__Excerpt__.

You may also need to add the following to the docker compose settings for Twitcher if you’re not able to access protected URLs:

services:
  twitcher:
    environment:
      REQUESTS_CA_BUNDLE: "${BIRDHOUSE_SSL_CERTIFICATE}"
    volumes:
      - "${BIRDHOUSE_SSL_CERTIFICATE}:${BIRDHOUSE_SSL_CERTIFICATE}:ro"

Warning

Self-signed certificates are not fully supported by the components of the Birdhouse stack and some features may not be fully functional when self-signed certificates are enabled. For example, accessing other components through the JupyterLab interface may fail with an SSLError.

Docker rootless configuration

If you are using Docker Rootless Mode on your machine, you might need to execute the following command to allow the proxy (Nginx) service to connect to the relevant HTTP ports.

sudo sysctl -w net.ipv4.ip_unprivileged_port_start=80

Notably, this could be required when encountering errors such as the following when invoking bin/birdhouse compose up -d.

Error response from daemon: failed to set up container networking: driver failed programming external connectivity on endpoint proxy

Warning

Using the sysctl call grants access to any user able to interact with the machine’s IP which could cause security concerns. Developers should decide whether this approach suits their needs, or if other solutions should be explored. However, alternatives (some shown below) have not been fully tested and therefore provide no guarantee to work out of the box with the current deployment configurations and utilities.

Todo

Evaluate alternative strategies to limit ports exposure.

sudo setcap cap_net_bind_service=ep $(which rootlesskit)
sudo iptables -t nat -A PREROUTING -p tcp --dport 80 -j REDIRECT --to-port 8080

Development and testing

To set up a development environment, we recommend using an Anaconda environment.

The repository contains an environment-dev.yml file for conda that lists dependencies needed to run the development environment (including bump-my-version for version management and pip-tools for managing Python dependencies). This file will install the libraries listed in the tests/requirements.txt file that are needed to run the tests.

In order to set up the development environment, run the following commands:

# Create a conda environment named 'birdhouse-dev'
conda env create -f environment-dev.yml

# Activate the conda environment
conda activate birdhouse-dev

Framework Tests

Core features of the platform include tests to prevent regressions.

To run the tests:

pytest tests/

Some tests require internet access (to access JSON schemas used to validate JSON structure). If you need to run tests offline, you can skip the tests that require internet access by using the -k 'not online' pytest option.

__Request 1__.
Answer these questions about the Birdhouse setup excerpt:
(a) What command might be needed in Docker Rootless Mode so the proxy (Nginx) service can connect to the HTTP ports?
(b) What is the name of the conda environment created from environment-dev.yml?
(c) Which pytest option skips the tests that require internet access?
__Request 2__. Return each line of the rows below that contains the word "person". Case counts.

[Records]

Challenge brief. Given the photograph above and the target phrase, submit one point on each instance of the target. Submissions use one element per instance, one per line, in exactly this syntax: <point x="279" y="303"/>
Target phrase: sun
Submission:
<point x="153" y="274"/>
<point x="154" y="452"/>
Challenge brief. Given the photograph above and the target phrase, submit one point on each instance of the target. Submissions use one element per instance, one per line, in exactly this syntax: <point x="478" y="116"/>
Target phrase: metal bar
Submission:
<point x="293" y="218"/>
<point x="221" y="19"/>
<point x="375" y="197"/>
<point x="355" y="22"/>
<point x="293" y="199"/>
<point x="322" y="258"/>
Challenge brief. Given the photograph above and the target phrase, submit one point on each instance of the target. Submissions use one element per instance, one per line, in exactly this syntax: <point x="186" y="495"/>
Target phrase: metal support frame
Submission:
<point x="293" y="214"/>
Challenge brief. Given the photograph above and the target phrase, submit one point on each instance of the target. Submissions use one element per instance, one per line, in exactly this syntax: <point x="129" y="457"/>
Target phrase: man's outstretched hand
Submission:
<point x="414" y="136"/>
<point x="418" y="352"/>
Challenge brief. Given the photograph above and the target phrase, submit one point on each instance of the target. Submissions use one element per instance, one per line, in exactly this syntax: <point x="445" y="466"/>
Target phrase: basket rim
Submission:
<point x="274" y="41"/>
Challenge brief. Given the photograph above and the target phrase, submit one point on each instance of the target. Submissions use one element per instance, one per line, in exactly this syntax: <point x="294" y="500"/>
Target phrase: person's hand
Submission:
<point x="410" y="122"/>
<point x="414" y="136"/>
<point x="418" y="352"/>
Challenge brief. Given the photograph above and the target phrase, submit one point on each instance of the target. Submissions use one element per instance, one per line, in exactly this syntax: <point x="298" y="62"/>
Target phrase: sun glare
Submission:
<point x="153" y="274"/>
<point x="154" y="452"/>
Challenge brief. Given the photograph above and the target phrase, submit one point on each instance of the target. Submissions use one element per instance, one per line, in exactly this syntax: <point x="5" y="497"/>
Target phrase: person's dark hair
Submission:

__Exercise result 1__.
(a) sudo sysctl -w net.ipv4.ip_unprivileged_port_start=80
(b) birdhouse-dev
(c) -k 'not online'

__Exercise result 2__.
Target phrase: person's hand
Target phrase: person's dark hair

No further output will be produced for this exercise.